EXTRAIT DU TEXTE
....

En juin 2013, au terme d’un an et demi d’investigations discrètes, les enquêteurs de la police judiciaire de Nice arrêtent plusieurs personnes gravitant autour de cette société. Une instruction judiciaire est ouverte, confiée à Alain Chemama, le doyen des juges d’instruction du tribunal de Nice, qui procède à quatre mises en examen pour fraude fiscale, travail clandestin et usage de faux.
En novembre 2013, la PJ procède à de nouvelles interpellations. Trois cadres de Gagneraud sont mis en examen et placés sous contrôle judiciaire. Cette entreprise familiale discrète est l’un des grands acteurs du BTP français, avec un chiffre d’affaires de 555 millions d’euros en 2012. Son président, Roger-François Gagneraud, se classe au 229e rang des grandes fortunes françaises selon l'hebdomadaire Challenges, qui estime la fortune familiale à 200 millions d’euros.
Les cadres sont soupçonnés d’avoir perçu des pots-de-vin de la part de plusieurs sous-traitants, à qui ils avaient confié des travaux de rénovation dans le parc HLM du quartier des Moulins, à Nice. Ils se seraient fait offrir des voyages au Mexique, aux États-Unis, à Cuba, et même une Porsche facturée comme camion-benne grâce à la complicité d’un loueur de véhicules !
Dès la parution du premier article de Nice Matin sur le coup de filet policier, le 20 novembre, Gagneraud fait appel à un communicant de crise, Jean de Belot, ancien directeur de la rédaction du Figaro, pour gérer les retombées médiatiques. Celui-ci explique que l’entreprise avait déjà pris les devants, suite à un audit interne, et licencié les trois cadres mis en examen.
Gagneraud s’est porté partie civile, tout en cherchant à minimiser la portée des détournements, estimant son préjudice à 200 000 € seulement. Objectif : créer un cordon sanitaire entre les salariés soupçonnés de corruption, le reste de la société... et l’office HLM. Car Gagneraud, qui a remporté de nombreux appels d’offres dans les Alpes-Maritimes (l'entreprise a notamment réalisé une partie des travaux du tramway) travaille beaucoup pour Côte d’Azur Habitat.
L’enquête, sur laquelle le parquet de Nice observe un mutisme absolu, pourrait logiquement s'orienter vers le premier bailleur social des Alpes-Maritimes. La cible est politiquement sensible, dans un domaine où la frontière entre la politique et l’affairisme est parfois poreuse, comme l’ont montré, dans le passé, les scandales des HLM de Paris et des Hauts-de-Seine. De Menton à Antibes, Côte d’Azur Habitat est incontournable : l’office possède 20 000 logements, dont 14 000 à Nice et gère un budget annuel de 258 millions d’euros. Le quartier des Moulins, où ont eu lieu les malversations présumées, construit dans les années 1970 à l’ouest de Nice, concentre des enjeux sociaux, économiques et politiques majeurs.

....

CONSIGNES
a) Mettez à jour le passage de l'extrait sur l'enquête niçoise allant de "En juin 2013, au" jusqu'à "usage de faux.", en remplaçant "usage de faux" par "abus de biens sociaux".
b) D'après l'extrait sur l'enquête niçoise, quel chiffre d'affaires Gagneraud a-t-il réalisé en 2012 ?

....

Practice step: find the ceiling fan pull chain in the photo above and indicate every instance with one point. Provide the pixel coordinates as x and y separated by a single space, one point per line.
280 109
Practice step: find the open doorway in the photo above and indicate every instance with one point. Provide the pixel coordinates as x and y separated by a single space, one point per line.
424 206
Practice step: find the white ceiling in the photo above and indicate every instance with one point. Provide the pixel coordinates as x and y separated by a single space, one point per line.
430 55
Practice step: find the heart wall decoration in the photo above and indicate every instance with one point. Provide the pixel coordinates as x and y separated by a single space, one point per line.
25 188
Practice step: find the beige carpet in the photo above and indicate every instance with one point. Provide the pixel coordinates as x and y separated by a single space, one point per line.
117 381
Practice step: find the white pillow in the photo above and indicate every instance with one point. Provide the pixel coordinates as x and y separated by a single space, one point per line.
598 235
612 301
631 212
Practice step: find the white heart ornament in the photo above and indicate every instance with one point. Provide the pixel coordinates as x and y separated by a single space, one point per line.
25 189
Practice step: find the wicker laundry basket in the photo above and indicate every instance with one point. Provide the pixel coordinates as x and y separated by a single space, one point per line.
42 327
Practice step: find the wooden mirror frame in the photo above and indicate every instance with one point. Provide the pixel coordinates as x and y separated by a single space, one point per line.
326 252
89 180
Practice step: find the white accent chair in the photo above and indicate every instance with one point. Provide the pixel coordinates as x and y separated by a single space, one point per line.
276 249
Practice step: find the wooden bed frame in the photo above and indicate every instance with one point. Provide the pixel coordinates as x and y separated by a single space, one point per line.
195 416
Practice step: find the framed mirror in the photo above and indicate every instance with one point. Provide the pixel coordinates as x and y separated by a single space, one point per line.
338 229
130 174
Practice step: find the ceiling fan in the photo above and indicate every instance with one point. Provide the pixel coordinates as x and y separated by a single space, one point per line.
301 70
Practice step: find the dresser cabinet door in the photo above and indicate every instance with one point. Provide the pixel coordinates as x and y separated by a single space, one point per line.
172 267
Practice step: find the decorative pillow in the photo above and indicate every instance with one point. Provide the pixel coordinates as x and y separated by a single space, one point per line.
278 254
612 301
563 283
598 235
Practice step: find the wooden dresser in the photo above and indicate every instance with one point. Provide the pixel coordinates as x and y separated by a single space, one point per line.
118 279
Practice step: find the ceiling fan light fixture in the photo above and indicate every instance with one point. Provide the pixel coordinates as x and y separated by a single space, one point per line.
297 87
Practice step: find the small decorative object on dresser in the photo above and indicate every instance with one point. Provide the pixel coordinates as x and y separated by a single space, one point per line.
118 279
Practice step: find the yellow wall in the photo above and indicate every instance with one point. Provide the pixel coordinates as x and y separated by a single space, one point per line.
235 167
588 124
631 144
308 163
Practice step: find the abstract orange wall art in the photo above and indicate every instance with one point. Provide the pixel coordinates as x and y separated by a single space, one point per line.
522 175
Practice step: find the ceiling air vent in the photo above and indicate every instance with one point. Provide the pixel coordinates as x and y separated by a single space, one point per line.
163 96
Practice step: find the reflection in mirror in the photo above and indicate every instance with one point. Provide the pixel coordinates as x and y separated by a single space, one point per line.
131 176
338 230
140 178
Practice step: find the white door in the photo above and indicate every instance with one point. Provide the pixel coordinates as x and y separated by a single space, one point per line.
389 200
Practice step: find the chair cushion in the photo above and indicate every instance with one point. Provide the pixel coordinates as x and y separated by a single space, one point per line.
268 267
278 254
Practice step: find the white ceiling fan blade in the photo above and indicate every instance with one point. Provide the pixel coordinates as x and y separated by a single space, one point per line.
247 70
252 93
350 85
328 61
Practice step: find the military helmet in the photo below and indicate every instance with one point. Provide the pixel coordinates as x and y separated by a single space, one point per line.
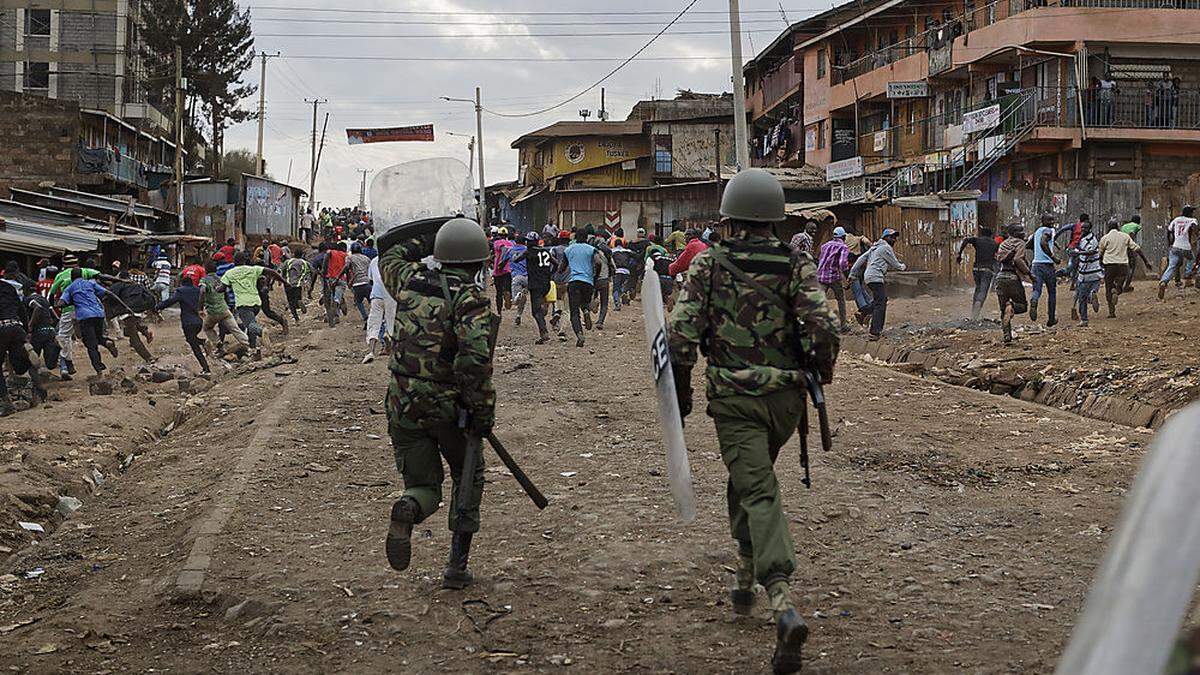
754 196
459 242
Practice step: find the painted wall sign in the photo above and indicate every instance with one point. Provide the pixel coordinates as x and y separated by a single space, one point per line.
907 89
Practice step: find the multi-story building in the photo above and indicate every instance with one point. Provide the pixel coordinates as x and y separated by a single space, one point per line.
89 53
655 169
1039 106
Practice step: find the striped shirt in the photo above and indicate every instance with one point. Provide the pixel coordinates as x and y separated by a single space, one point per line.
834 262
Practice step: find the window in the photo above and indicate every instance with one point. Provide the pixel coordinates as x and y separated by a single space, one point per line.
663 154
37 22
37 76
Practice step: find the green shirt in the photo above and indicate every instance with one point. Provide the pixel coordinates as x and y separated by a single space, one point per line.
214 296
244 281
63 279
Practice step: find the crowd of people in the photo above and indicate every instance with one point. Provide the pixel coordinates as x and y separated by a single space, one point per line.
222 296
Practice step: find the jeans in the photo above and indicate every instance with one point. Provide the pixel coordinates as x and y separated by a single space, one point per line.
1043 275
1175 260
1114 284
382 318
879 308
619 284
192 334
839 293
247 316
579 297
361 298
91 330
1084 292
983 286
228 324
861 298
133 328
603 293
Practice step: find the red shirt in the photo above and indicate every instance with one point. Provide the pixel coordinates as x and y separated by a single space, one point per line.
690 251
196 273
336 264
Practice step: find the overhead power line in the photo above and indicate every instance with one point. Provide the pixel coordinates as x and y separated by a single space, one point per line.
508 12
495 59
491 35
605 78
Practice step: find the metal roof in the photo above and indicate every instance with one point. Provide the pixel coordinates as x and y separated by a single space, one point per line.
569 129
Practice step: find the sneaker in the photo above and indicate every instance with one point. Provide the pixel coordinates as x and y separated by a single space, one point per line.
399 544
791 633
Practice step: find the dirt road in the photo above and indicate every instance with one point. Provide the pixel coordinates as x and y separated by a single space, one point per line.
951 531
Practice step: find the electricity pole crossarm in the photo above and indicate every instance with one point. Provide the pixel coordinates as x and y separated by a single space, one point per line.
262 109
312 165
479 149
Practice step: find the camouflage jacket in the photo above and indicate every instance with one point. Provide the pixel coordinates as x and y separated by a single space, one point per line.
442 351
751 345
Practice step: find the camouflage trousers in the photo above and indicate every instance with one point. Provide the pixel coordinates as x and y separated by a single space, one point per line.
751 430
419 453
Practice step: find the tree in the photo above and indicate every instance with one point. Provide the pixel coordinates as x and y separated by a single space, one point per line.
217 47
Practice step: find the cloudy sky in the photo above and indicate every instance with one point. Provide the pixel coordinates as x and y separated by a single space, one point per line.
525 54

....

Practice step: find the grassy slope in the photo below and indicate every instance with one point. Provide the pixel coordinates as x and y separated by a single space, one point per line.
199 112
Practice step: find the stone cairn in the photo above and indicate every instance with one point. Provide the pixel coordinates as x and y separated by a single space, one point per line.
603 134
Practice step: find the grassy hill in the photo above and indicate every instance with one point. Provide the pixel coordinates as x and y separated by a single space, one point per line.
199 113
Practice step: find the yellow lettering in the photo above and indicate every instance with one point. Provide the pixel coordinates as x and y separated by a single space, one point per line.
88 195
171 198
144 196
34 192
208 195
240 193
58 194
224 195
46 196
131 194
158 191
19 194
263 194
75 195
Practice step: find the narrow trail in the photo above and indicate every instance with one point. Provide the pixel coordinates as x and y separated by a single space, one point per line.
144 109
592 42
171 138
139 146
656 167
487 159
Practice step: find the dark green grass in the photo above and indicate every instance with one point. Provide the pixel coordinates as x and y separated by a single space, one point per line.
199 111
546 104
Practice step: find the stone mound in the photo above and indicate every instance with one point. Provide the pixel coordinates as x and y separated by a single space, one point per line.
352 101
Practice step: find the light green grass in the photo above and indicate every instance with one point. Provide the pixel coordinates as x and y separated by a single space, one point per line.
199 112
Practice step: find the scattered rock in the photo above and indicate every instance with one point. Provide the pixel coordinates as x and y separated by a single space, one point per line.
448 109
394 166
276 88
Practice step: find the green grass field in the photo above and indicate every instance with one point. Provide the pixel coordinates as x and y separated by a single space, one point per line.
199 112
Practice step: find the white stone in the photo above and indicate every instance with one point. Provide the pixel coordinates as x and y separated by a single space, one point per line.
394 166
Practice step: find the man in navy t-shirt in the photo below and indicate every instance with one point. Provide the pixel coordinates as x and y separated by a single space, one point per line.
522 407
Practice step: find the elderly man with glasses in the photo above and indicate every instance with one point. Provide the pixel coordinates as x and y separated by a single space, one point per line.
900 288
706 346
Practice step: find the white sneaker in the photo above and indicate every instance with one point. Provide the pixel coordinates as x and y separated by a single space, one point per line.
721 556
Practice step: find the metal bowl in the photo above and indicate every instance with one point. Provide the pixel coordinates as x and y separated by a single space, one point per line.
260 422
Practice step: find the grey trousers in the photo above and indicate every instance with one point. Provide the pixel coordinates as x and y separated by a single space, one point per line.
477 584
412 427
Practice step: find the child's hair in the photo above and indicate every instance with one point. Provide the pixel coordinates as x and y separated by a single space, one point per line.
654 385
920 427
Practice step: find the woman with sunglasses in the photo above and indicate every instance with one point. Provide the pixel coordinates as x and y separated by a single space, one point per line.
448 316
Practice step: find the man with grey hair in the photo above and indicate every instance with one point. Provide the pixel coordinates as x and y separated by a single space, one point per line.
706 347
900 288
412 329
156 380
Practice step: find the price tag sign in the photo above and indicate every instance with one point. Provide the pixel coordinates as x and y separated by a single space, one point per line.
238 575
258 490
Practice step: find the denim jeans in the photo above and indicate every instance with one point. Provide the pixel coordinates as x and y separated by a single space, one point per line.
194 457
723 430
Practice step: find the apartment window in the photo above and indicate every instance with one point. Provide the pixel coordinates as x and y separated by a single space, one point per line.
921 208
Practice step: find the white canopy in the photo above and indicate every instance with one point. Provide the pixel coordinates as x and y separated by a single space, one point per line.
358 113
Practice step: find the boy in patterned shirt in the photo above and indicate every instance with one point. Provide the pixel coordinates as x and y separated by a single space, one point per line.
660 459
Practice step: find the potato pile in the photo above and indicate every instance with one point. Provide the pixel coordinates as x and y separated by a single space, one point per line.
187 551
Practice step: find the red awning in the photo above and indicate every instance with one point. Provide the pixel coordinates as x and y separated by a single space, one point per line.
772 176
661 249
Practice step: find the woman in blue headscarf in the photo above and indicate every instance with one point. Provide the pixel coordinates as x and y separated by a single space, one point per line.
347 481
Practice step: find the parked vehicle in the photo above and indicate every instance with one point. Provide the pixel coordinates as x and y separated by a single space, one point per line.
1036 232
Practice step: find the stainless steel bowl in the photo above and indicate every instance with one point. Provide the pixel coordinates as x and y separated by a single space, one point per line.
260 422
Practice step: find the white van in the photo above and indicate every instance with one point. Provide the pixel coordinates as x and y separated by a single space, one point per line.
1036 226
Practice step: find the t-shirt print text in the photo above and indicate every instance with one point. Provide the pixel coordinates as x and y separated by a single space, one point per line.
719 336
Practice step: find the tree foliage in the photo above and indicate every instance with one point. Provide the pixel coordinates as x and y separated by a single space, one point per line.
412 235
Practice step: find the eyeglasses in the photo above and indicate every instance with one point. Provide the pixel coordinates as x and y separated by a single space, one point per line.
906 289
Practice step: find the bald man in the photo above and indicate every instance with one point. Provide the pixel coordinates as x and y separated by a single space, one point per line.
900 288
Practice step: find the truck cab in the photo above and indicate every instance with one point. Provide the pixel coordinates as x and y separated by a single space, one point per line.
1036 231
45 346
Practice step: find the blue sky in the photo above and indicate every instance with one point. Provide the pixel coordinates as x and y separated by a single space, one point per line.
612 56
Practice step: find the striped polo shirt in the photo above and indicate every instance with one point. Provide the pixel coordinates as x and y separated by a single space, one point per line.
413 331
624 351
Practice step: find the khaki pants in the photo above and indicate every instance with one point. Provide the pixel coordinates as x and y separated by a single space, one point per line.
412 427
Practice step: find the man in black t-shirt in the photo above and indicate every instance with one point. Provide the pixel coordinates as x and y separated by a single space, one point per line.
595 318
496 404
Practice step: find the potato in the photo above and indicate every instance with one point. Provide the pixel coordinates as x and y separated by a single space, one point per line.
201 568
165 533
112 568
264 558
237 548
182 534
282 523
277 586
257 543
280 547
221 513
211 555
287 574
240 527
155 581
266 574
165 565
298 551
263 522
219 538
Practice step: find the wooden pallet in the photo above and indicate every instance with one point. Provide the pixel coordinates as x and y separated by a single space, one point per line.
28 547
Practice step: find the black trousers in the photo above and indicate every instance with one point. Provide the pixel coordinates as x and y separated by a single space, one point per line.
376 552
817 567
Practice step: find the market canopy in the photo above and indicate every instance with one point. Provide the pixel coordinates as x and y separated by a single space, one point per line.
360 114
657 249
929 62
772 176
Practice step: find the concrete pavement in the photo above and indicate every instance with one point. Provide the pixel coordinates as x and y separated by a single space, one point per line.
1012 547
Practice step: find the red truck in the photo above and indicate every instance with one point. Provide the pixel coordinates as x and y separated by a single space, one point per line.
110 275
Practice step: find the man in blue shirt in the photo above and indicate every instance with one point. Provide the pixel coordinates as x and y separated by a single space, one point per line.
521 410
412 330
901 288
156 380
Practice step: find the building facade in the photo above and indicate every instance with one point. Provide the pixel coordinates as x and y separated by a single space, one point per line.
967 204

....

RÉPONSES AUX CONSIGNES
a)
En juin 2013, au terme d’un an et demi d’investigations discrètes, les enquêteurs de la police judiciaire de Nice arrêtent plusieurs personnes gravitant autour de cette société. Une instruction judiciaire est ouverte, confiée à Alain Chemama, le doyen des juges d’instruction du tribunal de Nice, qui procède à quatre mises en examen pour fraude fiscale, travail clandestin et abus de biens sociaux.

b) 555 millions d'euros.